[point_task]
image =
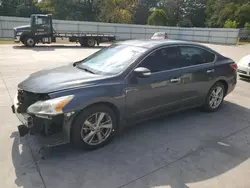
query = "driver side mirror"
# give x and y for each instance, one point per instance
(142, 72)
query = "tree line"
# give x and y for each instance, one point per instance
(183, 13)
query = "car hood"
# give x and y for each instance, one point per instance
(22, 28)
(61, 78)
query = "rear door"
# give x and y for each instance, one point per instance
(160, 91)
(198, 74)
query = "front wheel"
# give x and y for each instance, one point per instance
(215, 97)
(30, 42)
(94, 127)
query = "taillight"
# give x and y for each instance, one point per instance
(234, 66)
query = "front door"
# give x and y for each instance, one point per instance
(198, 74)
(161, 91)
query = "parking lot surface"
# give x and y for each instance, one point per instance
(189, 149)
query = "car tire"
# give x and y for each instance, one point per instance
(215, 97)
(83, 42)
(30, 42)
(85, 133)
(91, 42)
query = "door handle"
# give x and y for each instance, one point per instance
(173, 80)
(210, 70)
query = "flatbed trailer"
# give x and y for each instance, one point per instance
(41, 30)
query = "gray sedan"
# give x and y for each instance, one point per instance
(88, 101)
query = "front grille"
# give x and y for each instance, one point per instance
(241, 71)
(25, 99)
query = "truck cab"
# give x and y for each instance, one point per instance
(39, 30)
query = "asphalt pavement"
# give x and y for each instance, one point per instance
(190, 149)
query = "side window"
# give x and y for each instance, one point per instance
(195, 56)
(41, 21)
(163, 59)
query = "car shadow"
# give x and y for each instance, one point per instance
(41, 48)
(169, 151)
(246, 79)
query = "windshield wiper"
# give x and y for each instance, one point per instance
(86, 69)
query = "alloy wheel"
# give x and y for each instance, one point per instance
(216, 97)
(91, 42)
(96, 128)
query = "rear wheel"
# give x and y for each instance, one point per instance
(215, 97)
(91, 42)
(83, 42)
(94, 127)
(30, 42)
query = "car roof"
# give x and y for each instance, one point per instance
(150, 43)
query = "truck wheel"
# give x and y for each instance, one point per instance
(91, 42)
(30, 42)
(94, 127)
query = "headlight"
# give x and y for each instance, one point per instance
(50, 107)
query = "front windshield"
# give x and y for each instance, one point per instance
(111, 60)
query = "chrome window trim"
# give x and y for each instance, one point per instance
(175, 45)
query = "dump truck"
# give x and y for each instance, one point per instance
(41, 30)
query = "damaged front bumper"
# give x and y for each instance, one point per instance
(55, 130)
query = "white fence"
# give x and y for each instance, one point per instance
(128, 31)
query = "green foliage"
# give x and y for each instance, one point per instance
(184, 13)
(117, 11)
(243, 14)
(230, 24)
(158, 17)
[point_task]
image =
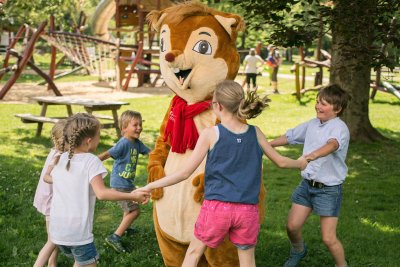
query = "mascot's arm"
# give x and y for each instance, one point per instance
(158, 157)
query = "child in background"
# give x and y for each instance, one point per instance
(44, 194)
(125, 154)
(77, 178)
(273, 61)
(251, 63)
(326, 140)
(232, 179)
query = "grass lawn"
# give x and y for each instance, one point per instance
(369, 225)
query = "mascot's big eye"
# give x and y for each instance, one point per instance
(203, 47)
(162, 45)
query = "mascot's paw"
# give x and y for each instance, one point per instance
(156, 172)
(198, 182)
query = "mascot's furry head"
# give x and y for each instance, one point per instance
(197, 48)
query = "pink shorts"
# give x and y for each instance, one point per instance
(218, 219)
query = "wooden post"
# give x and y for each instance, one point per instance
(117, 68)
(11, 45)
(117, 18)
(303, 68)
(53, 58)
(297, 81)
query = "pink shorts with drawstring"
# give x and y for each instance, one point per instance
(219, 219)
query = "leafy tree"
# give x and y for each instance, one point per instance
(358, 28)
(15, 13)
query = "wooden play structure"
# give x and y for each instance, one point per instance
(300, 67)
(103, 55)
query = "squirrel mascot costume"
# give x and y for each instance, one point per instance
(197, 51)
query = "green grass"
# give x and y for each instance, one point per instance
(369, 225)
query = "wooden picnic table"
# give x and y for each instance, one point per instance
(89, 105)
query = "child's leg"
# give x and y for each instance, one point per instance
(328, 231)
(194, 252)
(127, 219)
(297, 216)
(246, 257)
(46, 253)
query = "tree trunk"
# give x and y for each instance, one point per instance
(352, 37)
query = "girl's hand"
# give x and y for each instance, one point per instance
(303, 162)
(140, 196)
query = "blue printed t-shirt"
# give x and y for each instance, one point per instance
(125, 154)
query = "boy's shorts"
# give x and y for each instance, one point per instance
(82, 254)
(127, 205)
(218, 219)
(325, 201)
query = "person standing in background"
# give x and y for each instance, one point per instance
(273, 61)
(251, 68)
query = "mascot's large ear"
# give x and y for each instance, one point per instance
(231, 24)
(155, 19)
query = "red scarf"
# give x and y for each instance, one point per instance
(180, 129)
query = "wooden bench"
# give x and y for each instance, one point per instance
(90, 106)
(30, 118)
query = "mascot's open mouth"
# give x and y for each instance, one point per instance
(182, 74)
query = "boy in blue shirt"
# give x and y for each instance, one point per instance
(326, 141)
(125, 154)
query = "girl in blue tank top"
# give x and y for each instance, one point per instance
(234, 152)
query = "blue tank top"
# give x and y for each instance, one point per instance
(233, 167)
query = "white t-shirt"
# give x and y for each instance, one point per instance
(252, 61)
(72, 209)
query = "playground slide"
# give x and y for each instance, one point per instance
(391, 89)
(105, 11)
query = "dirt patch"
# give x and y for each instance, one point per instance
(22, 92)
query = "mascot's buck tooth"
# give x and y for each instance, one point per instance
(197, 51)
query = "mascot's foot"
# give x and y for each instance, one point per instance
(114, 241)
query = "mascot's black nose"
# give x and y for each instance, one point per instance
(170, 57)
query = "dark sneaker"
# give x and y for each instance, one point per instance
(131, 231)
(295, 257)
(115, 243)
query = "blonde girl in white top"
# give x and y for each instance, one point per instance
(77, 180)
(44, 193)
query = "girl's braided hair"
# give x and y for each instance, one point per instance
(77, 128)
(231, 95)
(57, 136)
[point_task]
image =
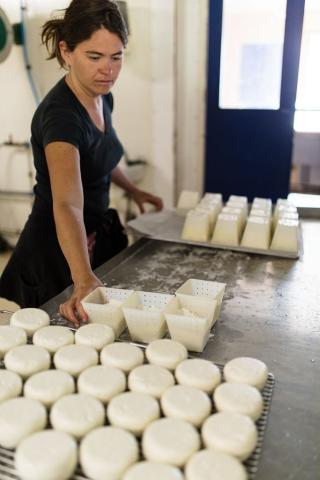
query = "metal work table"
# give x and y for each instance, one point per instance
(270, 311)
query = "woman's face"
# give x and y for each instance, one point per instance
(95, 63)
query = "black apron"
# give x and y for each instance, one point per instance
(38, 270)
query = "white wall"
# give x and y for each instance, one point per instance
(144, 114)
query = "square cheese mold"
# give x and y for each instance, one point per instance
(104, 305)
(144, 314)
(257, 233)
(187, 200)
(286, 236)
(197, 226)
(204, 296)
(187, 322)
(227, 230)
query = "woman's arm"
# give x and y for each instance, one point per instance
(139, 196)
(65, 178)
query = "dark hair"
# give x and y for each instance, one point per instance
(81, 19)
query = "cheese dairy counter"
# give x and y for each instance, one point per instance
(270, 311)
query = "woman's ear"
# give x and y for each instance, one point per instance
(65, 53)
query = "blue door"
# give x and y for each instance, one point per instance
(252, 80)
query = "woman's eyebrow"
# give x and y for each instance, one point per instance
(93, 52)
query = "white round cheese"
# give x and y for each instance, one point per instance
(48, 386)
(208, 464)
(53, 337)
(246, 370)
(10, 385)
(75, 358)
(11, 337)
(170, 440)
(77, 414)
(166, 353)
(20, 417)
(133, 411)
(102, 382)
(154, 471)
(150, 379)
(186, 403)
(122, 355)
(231, 433)
(94, 335)
(30, 319)
(48, 455)
(27, 360)
(107, 452)
(238, 398)
(198, 373)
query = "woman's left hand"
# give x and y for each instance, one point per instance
(140, 197)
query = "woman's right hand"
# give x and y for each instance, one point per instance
(72, 309)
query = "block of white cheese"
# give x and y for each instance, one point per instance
(53, 337)
(77, 414)
(208, 464)
(260, 212)
(230, 433)
(75, 358)
(239, 202)
(122, 355)
(107, 452)
(213, 210)
(95, 335)
(171, 441)
(231, 209)
(48, 455)
(30, 319)
(166, 353)
(197, 226)
(189, 329)
(102, 382)
(188, 199)
(186, 403)
(133, 411)
(227, 230)
(144, 314)
(26, 360)
(198, 373)
(246, 370)
(11, 337)
(48, 386)
(20, 417)
(150, 379)
(257, 233)
(238, 398)
(263, 204)
(286, 236)
(104, 305)
(202, 297)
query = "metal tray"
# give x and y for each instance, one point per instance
(7, 470)
(167, 225)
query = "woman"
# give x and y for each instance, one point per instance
(70, 230)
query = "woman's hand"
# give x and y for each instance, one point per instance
(72, 309)
(140, 197)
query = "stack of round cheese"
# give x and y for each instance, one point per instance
(109, 396)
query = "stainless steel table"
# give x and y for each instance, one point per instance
(271, 310)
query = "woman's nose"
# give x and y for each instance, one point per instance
(107, 67)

..............................

→ AUFGABENSTELLUNG: Entnehmen Sie den obigen Datensätzen jede Zeile, die das Wort „black“ enthält, und achten Sie dabei auf Groß- und Kleinschreibung.

→ LÖSUNG:
query = "mascot's black nose"
query = "black apron"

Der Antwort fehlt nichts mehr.